- Document extract -
'''
SAN ANGELO, TX — In December 2013, Rod Bridgman retired from the music business here. His dream business, Sealy Flats, had changed downtown San Angelo. He wasn’t getting filthy rich, but he felt satisfied his work was done.
Sealy Flats is two buildings at 204 and 208 S. Oakes St. There is a large antebellum bed and breakfast built in 1909, and next door on the B&B’s south side, in a smaller commercial and historic storefront, is what Bridgman referred to as the “café.”
And the café was where all the action was before Bridgman sold it.
What to do with the “Café,” the location of Bridgeman’s original live music venue for the blues that was instrumental in transforming San Angelo into a trendy live music center, has been the puzzle San Angelo entrepreneurs have not been able to solve.
See Why the Music Died at Sealy Flats.
The problems with the café were present even when Bridgman ran the place. The kitchen area and the indoor dining area were too small. The primary complaint of the original Sealy Flats was poor kitchen service. It took forever for your food to arrive after ordering it. But it was a blues bar. You’d expect bad service; it was part of the ambiance.
Kevin Collins, the Bentwood Country Club proprietor, who formed a small partnership that leased the Sealy Flats café in 2014, enunciated the real problem. Collin’s venture came right after a short-lived partnership between Randy Coleman and Bridgman broke up.
Almost all of the seating is outside, Collins told me. Outside seating doesn’t work when it’s sweltering hot during the summers and too cold in the winter.
And the kitchen area? Collins shook his head.
See Inside the struggle to keep Sealy Flats alive.
A musician, Collins was attempting to keep Bridgman’s “café” alive, live music and all. In the end, Collins said, the venture did not earn enough money to justify the risk.
'''
- Data supplied -
'''
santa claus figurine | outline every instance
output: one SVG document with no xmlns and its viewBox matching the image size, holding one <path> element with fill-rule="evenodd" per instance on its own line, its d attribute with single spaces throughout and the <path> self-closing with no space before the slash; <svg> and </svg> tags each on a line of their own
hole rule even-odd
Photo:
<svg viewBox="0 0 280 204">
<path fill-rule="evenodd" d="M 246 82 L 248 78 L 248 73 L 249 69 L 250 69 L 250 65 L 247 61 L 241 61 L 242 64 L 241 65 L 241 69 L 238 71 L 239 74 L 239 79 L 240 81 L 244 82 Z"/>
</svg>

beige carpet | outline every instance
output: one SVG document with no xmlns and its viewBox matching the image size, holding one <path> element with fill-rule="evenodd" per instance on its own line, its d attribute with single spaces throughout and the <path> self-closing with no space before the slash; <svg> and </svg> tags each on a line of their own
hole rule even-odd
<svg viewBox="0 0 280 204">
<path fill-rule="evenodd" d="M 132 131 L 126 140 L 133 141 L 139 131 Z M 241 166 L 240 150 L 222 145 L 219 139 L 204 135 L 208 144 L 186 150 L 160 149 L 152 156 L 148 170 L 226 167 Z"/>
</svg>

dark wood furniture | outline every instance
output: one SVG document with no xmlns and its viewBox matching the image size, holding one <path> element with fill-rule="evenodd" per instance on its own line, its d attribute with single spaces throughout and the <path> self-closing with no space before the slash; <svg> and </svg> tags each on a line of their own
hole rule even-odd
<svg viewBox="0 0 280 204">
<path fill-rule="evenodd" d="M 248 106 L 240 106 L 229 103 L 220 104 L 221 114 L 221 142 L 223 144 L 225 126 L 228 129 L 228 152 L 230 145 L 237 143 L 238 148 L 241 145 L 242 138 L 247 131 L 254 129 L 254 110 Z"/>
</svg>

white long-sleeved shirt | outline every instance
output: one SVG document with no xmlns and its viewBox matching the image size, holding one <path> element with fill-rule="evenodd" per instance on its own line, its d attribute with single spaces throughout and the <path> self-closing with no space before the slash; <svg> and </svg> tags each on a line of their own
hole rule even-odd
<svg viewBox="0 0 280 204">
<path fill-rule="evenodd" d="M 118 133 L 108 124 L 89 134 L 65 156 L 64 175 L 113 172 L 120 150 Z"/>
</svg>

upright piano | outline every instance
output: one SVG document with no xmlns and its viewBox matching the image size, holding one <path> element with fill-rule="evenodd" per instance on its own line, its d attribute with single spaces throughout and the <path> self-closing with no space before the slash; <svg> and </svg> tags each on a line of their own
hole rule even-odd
'''
- Requests -
A: In the Sealy Flats article, what year was the bed and breakfast built?
B: Print the entries from the line with "upright piano | outline every instance" up to and including the last line of the entries.

- Expected results -
A: 1909

B:
upright piano | outline every instance
output: one SVG document with no xmlns and its viewBox matching the image size, holding one <path> element with fill-rule="evenodd" per instance on its own line, its d attribute with single spaces throughout and the <path> self-closing with no space before the slash; <svg> and </svg> tags each on a line of their own
hole rule even-odd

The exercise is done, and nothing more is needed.